● SET TASKS
**1.** Reproduce the letter word for word, from "Here is the" to "yours, Ambrose Bierce.", inclusive.
**2.** Decide whether each statement agrees with the letter, answering yes or no and quoting the deciding words: (a) The writer asks for a new print of the sister's photograph. (b) The writer says both photographs have faded. (c) The writer encloses a bit of blank.

● SELECTION
+--
1825 Nineteenth St.,
N. W.,
Washington, D. C.,
July 15,
1901.

My dear Sterling,

Here is the bit of blank. When are we to see the book? Needless question—when you can spare the money to pay for publication, I suppose, if by that time you are ambitious to achieve public inattention. That's my notion of encouragement—I like to cheer up the young author as he sets his face toward "the peaks of song."

Say, that photograph of the pretty sister—the one with a downward slope of the eyes—is all faded out. That is a real misfortune: it reduces the sum of human happiness hereabout. Can't you have one done in fast colors and let me have it? The other is all right, but that is not the one that I like the better for my wall. Sincerely yours, Ambrose Bierce.

The Olympia,
Washington, D. C.,
December 16,
1901.
+--
● LISTED ENTRIES
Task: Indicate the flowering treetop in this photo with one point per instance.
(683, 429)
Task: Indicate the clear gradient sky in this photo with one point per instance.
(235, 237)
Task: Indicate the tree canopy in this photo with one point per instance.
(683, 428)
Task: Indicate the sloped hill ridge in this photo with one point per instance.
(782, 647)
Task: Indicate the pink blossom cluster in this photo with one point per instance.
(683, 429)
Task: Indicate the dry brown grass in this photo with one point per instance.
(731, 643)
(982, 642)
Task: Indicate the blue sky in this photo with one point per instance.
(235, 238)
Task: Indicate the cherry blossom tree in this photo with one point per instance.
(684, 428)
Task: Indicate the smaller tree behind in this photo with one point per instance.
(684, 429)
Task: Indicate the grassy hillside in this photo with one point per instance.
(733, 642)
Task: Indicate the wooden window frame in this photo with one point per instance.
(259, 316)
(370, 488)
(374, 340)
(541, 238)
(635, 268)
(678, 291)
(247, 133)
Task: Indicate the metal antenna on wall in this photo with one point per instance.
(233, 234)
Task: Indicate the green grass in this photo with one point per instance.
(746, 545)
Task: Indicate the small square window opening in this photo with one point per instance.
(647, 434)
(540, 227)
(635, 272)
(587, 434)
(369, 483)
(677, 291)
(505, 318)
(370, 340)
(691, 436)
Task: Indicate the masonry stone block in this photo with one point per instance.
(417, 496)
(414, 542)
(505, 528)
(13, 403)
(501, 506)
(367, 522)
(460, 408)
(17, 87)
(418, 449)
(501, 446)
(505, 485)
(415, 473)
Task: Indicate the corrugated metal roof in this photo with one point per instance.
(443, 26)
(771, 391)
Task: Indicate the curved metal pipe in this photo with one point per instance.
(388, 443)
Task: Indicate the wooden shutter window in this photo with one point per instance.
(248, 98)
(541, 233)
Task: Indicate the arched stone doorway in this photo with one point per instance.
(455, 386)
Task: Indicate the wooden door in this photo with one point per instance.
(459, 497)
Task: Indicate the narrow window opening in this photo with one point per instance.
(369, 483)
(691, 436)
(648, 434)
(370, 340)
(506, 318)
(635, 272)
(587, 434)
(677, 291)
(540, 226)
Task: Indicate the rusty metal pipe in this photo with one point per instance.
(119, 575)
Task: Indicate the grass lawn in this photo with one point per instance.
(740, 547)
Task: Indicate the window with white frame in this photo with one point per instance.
+--
● COMPLETE ANSWERS
**1.**
Here is the bit of blank. When are we to see the book? Needless question—when you can spare the money to pay for publication, I suppose, if by that time you are ambitious to achieve public inattention. That's my notion of encouragement—I like to cheer up the young author as he sets his face toward "the peaks of song."

Say, that photograph of the pretty sister—the one with a downward slope of the eyes—is all faded out. That is a real misfortune: it reduces the sum of human happiness hereabout. Can't you have one done in fast colors and let me have it? The other is all right, but that is not the one that I like the better for my wall. Sincerely yours, Ambrose Bierce.

**2.**
(a) Yes: "Can't you have one done in fast colors and let me have it?"
(b) No: "The other is all right"
(c) Yes: "Here is the bit of blank."